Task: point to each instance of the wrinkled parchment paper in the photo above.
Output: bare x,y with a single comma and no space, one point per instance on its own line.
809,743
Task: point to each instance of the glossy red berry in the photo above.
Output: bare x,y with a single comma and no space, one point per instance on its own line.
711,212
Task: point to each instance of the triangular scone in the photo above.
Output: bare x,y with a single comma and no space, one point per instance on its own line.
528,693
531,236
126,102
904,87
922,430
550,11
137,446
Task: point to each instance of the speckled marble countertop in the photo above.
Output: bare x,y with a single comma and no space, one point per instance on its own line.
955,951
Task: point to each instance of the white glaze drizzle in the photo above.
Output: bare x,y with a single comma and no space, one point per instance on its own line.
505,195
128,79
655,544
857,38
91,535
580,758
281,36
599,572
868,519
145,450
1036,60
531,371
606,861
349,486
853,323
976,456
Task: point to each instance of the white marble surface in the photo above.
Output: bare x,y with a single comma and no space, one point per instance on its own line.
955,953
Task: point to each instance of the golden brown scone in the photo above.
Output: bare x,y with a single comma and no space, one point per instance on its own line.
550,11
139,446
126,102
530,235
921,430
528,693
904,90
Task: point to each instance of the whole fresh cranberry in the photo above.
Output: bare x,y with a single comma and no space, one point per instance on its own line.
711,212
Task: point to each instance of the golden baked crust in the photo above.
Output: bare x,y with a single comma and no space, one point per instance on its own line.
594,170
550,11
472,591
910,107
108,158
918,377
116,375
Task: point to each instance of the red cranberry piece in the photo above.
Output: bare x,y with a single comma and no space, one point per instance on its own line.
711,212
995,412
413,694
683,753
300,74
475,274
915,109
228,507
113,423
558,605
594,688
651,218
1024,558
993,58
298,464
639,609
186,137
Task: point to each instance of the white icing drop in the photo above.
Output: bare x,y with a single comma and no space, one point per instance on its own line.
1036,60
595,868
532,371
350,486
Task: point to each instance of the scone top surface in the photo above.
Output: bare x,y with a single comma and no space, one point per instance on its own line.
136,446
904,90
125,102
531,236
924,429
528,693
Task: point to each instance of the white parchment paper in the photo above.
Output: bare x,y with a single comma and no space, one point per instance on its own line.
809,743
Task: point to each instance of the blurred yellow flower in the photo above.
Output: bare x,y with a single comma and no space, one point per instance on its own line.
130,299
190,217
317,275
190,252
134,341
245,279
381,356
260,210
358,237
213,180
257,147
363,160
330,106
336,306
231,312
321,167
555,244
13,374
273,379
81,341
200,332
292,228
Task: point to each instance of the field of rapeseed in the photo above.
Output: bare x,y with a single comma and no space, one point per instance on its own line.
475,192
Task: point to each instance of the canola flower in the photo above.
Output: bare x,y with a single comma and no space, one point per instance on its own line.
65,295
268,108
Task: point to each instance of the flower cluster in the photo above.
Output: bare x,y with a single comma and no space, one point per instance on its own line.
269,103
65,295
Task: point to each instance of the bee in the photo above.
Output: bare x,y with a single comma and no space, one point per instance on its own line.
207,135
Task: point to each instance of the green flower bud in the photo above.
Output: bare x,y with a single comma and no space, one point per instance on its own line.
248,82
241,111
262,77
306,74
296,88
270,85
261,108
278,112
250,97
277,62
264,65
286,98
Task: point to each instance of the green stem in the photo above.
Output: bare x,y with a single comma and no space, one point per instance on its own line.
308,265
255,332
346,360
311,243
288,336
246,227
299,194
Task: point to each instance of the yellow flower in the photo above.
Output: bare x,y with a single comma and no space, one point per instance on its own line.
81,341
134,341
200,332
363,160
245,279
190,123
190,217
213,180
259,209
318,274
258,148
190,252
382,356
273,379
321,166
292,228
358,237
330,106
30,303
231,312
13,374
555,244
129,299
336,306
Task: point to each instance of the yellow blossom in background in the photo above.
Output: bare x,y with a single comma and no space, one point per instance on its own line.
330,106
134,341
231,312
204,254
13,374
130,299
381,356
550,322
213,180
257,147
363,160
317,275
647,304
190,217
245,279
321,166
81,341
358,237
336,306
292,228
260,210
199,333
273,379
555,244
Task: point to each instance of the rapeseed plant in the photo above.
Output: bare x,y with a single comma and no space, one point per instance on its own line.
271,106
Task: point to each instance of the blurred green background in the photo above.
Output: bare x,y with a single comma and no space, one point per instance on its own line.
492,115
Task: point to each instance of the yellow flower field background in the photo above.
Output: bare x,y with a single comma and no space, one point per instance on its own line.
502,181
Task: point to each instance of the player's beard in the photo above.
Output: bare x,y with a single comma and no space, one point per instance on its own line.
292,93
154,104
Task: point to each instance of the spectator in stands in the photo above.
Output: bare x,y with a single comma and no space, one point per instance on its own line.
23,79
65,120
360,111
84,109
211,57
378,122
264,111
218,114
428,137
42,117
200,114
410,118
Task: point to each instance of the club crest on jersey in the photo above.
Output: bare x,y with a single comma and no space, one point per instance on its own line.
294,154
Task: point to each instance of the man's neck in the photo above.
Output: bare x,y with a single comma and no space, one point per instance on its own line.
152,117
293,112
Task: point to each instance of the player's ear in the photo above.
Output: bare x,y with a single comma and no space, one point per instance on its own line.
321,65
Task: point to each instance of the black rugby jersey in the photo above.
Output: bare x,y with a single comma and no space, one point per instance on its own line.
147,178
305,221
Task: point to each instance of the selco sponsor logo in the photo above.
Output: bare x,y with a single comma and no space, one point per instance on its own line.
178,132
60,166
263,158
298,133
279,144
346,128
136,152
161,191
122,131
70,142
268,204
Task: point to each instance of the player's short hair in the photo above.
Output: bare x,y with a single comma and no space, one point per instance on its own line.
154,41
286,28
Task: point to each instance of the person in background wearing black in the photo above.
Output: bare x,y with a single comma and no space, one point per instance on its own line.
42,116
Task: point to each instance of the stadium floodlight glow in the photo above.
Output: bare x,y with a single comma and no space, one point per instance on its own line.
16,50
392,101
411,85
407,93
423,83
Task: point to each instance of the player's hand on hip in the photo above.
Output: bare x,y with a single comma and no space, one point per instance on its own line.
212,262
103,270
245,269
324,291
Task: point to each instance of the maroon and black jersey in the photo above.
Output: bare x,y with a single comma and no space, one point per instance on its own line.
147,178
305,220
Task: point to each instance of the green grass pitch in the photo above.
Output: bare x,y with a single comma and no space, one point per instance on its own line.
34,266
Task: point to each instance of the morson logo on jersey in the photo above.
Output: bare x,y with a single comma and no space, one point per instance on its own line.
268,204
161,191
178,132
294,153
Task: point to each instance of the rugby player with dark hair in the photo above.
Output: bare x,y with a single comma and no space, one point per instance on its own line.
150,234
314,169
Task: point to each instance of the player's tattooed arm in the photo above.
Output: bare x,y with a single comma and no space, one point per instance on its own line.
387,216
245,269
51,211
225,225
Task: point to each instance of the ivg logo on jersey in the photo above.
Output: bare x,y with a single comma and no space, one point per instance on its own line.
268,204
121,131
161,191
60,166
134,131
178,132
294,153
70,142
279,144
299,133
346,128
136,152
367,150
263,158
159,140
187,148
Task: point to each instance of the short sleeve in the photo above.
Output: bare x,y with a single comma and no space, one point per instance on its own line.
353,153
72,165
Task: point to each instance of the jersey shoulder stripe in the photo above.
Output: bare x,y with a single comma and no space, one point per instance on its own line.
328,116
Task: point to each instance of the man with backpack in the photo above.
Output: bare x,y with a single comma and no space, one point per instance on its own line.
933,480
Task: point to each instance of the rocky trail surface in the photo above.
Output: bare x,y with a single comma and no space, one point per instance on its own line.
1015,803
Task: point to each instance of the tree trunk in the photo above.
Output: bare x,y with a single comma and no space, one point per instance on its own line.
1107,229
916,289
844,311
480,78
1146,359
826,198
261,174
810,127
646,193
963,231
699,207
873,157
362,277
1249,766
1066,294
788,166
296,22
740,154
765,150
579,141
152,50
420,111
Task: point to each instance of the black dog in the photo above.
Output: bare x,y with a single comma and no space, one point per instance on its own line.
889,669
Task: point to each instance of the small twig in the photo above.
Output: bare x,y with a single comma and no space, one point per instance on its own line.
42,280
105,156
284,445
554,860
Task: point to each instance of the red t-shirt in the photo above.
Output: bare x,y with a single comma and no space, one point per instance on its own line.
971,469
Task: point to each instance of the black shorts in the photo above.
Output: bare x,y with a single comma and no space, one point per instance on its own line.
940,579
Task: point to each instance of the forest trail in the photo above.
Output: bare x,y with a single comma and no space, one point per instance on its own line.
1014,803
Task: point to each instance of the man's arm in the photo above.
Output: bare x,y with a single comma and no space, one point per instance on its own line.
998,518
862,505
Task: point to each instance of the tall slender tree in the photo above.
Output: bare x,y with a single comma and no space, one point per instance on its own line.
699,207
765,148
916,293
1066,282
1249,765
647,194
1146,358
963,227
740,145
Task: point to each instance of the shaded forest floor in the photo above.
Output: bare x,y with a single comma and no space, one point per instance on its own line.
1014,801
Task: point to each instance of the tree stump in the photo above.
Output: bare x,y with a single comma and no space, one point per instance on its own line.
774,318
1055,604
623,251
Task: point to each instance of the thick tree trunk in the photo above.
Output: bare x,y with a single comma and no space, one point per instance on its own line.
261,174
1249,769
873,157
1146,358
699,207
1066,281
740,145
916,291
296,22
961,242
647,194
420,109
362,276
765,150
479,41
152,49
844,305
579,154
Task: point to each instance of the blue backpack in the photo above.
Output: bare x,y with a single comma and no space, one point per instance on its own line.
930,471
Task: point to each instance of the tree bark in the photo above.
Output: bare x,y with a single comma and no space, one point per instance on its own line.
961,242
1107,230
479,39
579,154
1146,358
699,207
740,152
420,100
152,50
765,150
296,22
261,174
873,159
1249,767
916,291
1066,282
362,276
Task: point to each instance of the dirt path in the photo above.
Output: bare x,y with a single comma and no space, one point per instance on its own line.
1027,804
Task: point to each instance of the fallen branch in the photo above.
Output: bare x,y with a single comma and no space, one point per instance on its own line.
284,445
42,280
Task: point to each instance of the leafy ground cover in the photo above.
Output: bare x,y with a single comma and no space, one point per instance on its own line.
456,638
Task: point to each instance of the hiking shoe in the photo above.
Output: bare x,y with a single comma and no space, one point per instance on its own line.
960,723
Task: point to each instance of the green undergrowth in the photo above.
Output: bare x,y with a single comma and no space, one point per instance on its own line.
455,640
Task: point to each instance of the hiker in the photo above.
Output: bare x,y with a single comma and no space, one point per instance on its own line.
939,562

——————————

* WHAT YOU HAVE TO DO
Quote, with nothing altered, all lines from the start of the entries to the line that carries "Task: point to each instance of the red cranberry", inclusive.

* YOUR SOLUTION
Task: point to each instance of the wrinkled parchment paper in the photo above.
Output: bare x,y with a single comma and no space, one point per instance on its own line.
809,743
Task: point to each instance of the glossy red berry in the photo above.
Output: bare x,y with a single comma and no space, one point per instance on its own line.
711,212
Task: point to each instance of the triangular scone in the photo above.
Output: bare x,y with a single comma and no space, one point per instance on its own line.
528,693
531,236
126,102
904,87
922,430
550,11
137,446
Task: point to each instance of the speckled marble countertop in the photo above.
Output: bare x,y with a single comma and no space, one point per instance on its own line.
955,951
Task: point to each instance of the white glaze drizzle in the photo above.
Output: bare x,y with a single comma and no space, one point per instance on its own line.
505,195
128,79
655,544
857,38
91,535
580,758
281,36
599,572
868,519
145,450
1036,60
531,371
606,861
349,486
853,323
976,456
Task: point to each instance of the white marble surface in the photo above.
Output: bare x,y with a single comma and no space, one point per instance on its own line.
955,953
Task: point to each instance of the golden brown scone in the photo above.
Output: bare x,y with a single comma and no space, one point per instance on its own line.
550,11
139,446
126,102
530,235
921,430
528,693
904,90
Task: point to each instance of the whole fresh cranberry in the photo above.
Output: bare x,y with a single comma and no space, one point per instance on its own line.
711,212
Task: point to each instance of the golden baked crust in the photo above.
Output: bare x,y with a single comma and no space, one point per instance on its own line.
594,170
550,11
472,591
910,107
108,158
918,377
116,375
Task: point to each instance of the red cranberry piece in the photo above.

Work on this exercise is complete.